# SUPPLIED RECORDS:
+ + + +
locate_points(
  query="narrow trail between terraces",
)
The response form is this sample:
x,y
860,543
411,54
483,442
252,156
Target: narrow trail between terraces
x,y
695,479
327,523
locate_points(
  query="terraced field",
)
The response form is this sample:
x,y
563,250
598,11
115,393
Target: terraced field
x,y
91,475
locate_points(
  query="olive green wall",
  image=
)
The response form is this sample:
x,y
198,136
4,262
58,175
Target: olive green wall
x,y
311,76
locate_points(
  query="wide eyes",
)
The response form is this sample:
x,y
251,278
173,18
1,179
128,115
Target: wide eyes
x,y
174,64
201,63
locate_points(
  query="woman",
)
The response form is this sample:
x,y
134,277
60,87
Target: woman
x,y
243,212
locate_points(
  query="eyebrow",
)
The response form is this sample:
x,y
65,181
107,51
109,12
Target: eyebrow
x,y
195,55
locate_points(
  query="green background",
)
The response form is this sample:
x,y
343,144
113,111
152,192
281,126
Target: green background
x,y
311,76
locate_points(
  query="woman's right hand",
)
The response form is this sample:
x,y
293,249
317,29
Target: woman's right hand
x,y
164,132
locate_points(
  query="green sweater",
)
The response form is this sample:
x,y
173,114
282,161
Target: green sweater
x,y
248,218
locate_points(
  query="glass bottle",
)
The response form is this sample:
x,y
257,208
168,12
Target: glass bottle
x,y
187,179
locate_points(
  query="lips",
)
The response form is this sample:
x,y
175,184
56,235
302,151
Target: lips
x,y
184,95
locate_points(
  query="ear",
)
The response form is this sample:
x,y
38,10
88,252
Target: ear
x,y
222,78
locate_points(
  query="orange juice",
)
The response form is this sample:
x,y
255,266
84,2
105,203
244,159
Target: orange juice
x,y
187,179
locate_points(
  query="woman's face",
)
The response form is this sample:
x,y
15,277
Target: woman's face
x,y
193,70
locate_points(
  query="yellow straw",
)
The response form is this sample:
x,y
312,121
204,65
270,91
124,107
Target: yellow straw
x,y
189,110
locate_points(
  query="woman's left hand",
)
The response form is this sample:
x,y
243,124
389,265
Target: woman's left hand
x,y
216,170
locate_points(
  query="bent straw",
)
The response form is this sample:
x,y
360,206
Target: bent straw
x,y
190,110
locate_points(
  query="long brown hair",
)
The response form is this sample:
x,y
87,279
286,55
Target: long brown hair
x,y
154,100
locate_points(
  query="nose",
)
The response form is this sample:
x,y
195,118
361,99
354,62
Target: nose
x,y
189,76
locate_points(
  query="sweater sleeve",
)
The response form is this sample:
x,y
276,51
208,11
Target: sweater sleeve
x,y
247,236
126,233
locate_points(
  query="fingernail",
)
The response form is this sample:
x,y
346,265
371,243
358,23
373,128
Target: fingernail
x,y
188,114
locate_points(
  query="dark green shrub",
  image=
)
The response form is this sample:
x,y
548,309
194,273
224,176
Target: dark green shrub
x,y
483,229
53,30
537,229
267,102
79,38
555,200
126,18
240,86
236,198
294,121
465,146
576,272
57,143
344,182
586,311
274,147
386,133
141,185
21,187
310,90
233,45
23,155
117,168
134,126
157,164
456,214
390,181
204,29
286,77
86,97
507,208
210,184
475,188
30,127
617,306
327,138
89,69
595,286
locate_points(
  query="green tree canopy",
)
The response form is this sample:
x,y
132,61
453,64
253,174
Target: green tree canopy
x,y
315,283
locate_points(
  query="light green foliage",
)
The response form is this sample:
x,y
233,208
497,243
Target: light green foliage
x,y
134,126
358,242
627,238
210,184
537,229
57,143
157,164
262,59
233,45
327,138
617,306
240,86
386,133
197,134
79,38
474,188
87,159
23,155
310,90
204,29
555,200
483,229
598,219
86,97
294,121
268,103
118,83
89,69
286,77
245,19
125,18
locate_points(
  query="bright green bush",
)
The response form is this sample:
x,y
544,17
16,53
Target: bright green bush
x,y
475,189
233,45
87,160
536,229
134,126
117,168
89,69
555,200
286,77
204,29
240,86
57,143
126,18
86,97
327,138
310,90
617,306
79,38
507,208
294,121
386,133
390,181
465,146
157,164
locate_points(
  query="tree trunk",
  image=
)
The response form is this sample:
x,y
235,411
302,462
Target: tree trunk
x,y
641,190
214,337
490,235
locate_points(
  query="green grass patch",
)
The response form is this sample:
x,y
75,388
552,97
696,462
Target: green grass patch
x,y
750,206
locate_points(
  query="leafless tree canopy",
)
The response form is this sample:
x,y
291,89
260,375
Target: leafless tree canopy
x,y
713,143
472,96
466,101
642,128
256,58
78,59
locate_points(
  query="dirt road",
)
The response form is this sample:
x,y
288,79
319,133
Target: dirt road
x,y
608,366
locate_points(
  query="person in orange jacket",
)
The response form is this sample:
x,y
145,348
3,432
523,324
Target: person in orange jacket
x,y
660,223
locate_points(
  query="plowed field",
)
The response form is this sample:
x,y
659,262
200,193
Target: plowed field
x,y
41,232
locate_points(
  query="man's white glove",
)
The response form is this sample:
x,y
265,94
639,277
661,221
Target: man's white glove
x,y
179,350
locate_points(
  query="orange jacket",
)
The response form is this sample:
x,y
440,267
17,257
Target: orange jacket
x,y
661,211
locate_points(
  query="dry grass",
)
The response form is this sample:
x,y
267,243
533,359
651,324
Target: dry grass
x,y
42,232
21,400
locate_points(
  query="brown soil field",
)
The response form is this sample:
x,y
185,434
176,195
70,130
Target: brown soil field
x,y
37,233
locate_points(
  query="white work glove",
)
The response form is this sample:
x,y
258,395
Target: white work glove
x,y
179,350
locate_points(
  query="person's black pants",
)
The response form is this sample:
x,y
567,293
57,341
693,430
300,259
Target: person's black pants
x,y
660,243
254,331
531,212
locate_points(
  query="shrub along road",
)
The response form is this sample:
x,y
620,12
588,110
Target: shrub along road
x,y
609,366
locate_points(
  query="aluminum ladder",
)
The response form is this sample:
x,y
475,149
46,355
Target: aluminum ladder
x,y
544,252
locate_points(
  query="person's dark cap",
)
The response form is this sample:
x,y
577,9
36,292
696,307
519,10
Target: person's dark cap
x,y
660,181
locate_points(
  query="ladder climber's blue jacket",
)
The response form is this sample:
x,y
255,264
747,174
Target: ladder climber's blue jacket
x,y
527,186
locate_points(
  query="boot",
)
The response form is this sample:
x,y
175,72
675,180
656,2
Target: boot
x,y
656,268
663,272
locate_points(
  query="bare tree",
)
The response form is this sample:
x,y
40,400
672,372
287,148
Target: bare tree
+ + + +
# THE TASK:
List every line of the items above that contains the string "pants".

# WRITTEN SOLUTION:
  query="person's black pants",
Target: person's black pants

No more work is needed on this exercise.